DATA START

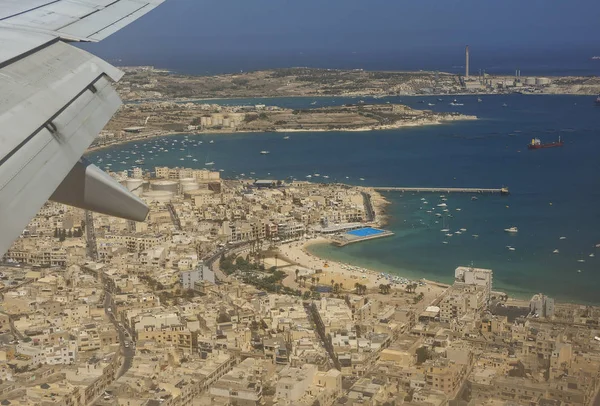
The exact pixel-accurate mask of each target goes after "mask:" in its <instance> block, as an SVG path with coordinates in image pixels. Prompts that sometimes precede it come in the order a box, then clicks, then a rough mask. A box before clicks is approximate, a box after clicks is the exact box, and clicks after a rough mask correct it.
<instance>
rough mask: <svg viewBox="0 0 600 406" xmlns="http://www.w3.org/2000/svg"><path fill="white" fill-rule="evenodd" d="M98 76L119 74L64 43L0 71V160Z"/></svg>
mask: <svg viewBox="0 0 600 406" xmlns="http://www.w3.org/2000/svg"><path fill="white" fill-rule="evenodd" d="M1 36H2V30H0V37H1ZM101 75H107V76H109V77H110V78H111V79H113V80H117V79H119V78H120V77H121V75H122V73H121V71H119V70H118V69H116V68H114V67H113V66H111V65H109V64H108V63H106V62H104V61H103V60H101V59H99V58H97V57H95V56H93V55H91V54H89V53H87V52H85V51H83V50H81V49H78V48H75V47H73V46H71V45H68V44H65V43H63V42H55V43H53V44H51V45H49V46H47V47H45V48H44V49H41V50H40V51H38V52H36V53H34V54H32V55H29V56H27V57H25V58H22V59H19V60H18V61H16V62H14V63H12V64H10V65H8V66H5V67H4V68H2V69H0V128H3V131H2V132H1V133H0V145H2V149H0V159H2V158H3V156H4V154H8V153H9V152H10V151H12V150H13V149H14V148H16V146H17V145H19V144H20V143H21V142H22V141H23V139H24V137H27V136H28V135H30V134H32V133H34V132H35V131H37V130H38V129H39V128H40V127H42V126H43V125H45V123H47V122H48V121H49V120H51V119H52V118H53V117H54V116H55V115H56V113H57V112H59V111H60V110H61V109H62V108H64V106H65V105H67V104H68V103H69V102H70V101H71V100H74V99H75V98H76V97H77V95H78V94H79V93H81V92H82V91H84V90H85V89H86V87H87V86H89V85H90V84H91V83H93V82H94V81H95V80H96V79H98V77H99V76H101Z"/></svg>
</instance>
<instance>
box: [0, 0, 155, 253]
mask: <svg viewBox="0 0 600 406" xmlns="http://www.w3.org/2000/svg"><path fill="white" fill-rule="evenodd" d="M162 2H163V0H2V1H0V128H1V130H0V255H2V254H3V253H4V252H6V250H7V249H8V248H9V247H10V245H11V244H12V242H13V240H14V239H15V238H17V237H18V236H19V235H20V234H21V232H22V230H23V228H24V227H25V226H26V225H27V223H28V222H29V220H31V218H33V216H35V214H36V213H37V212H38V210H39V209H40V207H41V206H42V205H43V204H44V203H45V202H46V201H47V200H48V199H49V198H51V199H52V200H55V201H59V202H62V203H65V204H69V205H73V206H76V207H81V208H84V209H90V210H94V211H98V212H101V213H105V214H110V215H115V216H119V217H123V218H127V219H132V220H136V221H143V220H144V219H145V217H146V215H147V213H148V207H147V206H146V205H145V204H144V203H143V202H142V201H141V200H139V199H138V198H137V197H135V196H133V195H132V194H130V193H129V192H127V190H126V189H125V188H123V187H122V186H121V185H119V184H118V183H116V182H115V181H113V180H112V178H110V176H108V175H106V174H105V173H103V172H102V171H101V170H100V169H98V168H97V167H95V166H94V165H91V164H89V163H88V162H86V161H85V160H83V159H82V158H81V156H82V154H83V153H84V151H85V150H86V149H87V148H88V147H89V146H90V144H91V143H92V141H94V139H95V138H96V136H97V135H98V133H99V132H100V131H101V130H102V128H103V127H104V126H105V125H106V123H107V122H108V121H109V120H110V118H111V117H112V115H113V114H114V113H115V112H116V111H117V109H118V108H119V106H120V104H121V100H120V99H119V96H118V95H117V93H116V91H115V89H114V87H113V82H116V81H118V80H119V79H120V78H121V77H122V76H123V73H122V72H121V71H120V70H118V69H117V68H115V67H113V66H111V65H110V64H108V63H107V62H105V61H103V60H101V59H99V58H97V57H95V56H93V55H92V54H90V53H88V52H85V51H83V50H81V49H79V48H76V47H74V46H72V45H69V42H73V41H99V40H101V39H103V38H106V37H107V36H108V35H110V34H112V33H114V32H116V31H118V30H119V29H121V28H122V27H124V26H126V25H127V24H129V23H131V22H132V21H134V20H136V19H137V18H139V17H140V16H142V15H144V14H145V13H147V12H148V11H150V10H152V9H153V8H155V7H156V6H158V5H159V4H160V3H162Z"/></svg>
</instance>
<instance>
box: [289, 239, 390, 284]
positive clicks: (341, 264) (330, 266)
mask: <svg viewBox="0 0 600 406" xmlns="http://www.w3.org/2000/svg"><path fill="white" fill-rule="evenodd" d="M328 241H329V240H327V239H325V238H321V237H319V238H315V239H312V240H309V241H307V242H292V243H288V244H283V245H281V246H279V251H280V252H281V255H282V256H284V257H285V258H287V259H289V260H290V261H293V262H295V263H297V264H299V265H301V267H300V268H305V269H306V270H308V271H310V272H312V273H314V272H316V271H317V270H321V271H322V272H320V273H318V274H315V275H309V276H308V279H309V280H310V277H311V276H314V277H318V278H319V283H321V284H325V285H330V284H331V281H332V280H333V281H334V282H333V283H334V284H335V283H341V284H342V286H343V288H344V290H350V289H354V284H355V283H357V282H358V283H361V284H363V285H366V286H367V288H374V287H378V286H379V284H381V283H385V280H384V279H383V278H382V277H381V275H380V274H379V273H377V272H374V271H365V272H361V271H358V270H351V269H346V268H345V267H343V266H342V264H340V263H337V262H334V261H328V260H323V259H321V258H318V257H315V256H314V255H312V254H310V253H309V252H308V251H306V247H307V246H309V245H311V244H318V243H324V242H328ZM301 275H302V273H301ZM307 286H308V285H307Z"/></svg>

DATA END
DATA START

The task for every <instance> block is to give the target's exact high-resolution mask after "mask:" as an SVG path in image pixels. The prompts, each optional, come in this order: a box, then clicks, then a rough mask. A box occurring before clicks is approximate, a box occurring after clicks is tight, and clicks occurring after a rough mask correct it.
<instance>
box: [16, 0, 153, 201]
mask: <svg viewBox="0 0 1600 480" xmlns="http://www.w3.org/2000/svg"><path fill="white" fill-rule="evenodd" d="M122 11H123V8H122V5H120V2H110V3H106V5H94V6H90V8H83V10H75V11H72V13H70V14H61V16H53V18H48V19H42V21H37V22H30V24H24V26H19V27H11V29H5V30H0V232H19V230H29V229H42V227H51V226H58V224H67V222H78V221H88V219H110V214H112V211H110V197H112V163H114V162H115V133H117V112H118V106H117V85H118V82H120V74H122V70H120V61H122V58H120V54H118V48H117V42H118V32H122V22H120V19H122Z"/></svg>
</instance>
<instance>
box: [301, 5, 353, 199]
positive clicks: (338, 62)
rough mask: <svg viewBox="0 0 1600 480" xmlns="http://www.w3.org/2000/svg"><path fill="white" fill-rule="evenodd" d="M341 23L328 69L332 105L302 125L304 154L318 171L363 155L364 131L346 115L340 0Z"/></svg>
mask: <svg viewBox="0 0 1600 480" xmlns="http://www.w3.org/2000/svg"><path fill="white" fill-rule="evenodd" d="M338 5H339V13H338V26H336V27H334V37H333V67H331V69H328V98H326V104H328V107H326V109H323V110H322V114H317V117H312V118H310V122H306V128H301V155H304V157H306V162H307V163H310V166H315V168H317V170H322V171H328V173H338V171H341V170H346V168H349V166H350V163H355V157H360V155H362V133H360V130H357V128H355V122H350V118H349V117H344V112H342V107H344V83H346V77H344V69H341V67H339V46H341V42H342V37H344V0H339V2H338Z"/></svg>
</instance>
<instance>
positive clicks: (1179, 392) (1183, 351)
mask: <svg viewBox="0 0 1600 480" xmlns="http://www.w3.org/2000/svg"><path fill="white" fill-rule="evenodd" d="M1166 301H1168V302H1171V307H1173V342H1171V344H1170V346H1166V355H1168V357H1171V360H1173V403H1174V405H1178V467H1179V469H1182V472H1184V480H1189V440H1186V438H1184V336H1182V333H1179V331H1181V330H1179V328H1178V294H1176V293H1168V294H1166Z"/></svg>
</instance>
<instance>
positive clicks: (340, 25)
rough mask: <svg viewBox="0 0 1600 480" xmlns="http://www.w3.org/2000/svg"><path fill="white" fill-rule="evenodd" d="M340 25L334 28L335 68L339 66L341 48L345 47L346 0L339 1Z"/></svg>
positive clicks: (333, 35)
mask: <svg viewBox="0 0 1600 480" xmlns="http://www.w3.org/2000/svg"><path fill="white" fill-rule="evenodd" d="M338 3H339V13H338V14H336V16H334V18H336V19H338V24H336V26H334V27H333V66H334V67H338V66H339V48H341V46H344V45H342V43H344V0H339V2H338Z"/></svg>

DATA END
DATA START

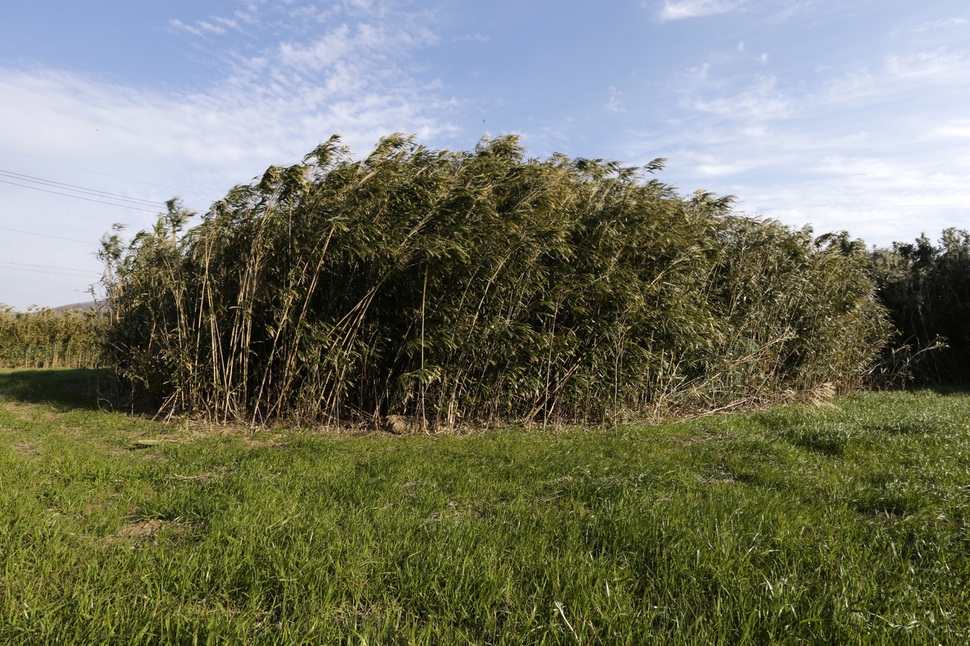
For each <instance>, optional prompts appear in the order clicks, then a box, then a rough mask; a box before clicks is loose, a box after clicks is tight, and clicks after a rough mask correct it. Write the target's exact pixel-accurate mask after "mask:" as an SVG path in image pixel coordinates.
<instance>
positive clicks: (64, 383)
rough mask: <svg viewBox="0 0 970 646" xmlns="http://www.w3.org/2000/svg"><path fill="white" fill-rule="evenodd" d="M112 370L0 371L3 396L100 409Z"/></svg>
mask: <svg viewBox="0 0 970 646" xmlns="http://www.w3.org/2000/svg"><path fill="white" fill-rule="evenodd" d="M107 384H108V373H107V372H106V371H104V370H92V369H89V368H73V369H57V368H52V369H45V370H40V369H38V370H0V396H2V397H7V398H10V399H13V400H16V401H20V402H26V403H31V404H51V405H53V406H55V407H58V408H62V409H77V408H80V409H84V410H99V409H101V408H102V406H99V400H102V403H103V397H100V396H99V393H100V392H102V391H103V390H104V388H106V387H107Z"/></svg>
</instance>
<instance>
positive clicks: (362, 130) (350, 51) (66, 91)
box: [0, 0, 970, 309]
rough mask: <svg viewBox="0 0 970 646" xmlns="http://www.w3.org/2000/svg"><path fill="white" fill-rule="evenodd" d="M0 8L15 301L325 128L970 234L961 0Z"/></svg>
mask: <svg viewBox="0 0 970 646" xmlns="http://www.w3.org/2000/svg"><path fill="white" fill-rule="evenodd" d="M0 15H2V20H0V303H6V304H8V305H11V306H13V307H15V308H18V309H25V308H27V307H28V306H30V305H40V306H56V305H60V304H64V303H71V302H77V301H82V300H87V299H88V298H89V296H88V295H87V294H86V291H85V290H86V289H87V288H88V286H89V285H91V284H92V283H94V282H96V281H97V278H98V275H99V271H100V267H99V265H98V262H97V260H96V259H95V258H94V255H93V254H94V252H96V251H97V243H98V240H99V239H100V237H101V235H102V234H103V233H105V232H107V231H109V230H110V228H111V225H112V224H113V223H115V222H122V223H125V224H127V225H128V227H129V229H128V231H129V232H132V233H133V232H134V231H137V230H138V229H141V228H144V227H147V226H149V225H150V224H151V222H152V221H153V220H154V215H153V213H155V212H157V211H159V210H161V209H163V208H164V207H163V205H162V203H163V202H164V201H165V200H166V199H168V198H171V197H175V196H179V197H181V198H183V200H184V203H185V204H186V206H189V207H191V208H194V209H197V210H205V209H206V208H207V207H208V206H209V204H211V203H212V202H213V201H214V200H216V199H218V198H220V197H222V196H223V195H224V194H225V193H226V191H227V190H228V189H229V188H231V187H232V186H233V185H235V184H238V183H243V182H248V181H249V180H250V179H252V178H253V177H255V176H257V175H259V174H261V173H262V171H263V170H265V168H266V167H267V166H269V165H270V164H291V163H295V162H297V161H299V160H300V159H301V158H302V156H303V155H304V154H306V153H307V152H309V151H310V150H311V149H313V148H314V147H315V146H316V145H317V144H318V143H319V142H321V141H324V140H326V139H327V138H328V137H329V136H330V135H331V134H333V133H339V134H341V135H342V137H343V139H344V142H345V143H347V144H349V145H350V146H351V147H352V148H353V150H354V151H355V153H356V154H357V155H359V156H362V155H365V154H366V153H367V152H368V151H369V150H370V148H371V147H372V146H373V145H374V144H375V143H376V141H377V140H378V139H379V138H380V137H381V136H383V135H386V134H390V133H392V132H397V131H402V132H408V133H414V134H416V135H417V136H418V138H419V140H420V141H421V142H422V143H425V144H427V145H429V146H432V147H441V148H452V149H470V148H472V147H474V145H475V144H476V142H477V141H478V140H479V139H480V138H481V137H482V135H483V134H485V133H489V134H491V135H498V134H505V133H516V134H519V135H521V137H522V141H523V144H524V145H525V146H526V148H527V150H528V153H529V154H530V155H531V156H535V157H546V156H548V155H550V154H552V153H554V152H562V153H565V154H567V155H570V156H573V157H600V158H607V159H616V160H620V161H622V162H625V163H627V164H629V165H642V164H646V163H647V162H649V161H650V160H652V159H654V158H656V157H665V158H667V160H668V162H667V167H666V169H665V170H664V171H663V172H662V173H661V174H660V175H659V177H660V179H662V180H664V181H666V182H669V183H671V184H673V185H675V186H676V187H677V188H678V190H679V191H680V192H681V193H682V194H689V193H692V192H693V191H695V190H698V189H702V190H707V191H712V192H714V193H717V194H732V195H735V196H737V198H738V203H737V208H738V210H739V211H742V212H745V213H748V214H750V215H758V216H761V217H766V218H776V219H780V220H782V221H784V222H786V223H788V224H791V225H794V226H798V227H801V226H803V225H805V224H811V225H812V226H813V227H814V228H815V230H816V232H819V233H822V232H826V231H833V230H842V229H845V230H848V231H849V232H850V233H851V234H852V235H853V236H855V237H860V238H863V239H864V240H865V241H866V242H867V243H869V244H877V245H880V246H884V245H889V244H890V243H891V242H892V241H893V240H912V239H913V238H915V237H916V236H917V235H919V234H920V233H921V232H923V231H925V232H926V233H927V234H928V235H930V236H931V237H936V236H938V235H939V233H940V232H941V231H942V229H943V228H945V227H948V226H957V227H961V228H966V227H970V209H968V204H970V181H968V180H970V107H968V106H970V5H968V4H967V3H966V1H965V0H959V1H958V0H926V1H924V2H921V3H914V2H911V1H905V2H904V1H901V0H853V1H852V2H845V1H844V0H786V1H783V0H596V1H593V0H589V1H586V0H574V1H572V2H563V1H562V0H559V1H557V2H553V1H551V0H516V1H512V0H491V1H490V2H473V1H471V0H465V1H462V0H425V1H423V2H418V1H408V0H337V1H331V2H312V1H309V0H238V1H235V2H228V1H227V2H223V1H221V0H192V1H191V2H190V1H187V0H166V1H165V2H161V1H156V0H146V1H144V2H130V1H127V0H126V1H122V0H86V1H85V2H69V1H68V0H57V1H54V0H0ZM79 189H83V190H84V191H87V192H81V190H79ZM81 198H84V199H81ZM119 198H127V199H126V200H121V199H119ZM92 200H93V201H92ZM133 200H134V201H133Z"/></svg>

DATA END

AIM OF THE EXERCISE: Switch "rough mask" to "coarse mask" in the data, beginning at the line that has "For each <instance>, optional" and stopping after the line that has "box: [0, 0, 970, 309]". Give back only those lines, with nothing else changed.

SOLUTION FOR THIS TASK:
For each <instance>, optional prompts appear in the order clicks, then a box, then a coarse mask; a box before clicks is loose, a box after clicks is tight, and clicks after a coarse mask correct it. Write the target's exact pixel-accurate mask after "mask:" as an SVG path in image pixel coordinates.
<instance>
positive clicks: (64, 383)
coarse mask: <svg viewBox="0 0 970 646" xmlns="http://www.w3.org/2000/svg"><path fill="white" fill-rule="evenodd" d="M112 370L0 371L3 396L100 409Z"/></svg>
mask: <svg viewBox="0 0 970 646" xmlns="http://www.w3.org/2000/svg"><path fill="white" fill-rule="evenodd" d="M107 384H108V373H107V372H106V371H104V370H92V369H89V368H73V369H57V368H52V369H45V370H40V369H38V370H0V396H2V397H7V398H10V399H13V400H16V401H20V402H26V403H31V404H51V405H53V406H55V407H58V408H62V409H77V408H80V409H84V410H99V409H101V408H102V406H99V400H102V403H103V397H100V396H99V393H100V392H102V391H103V390H104V388H106V387H107Z"/></svg>
</instance>
<instance>
positive clicks: (362, 130) (350, 51) (66, 91)
box: [0, 0, 970, 309]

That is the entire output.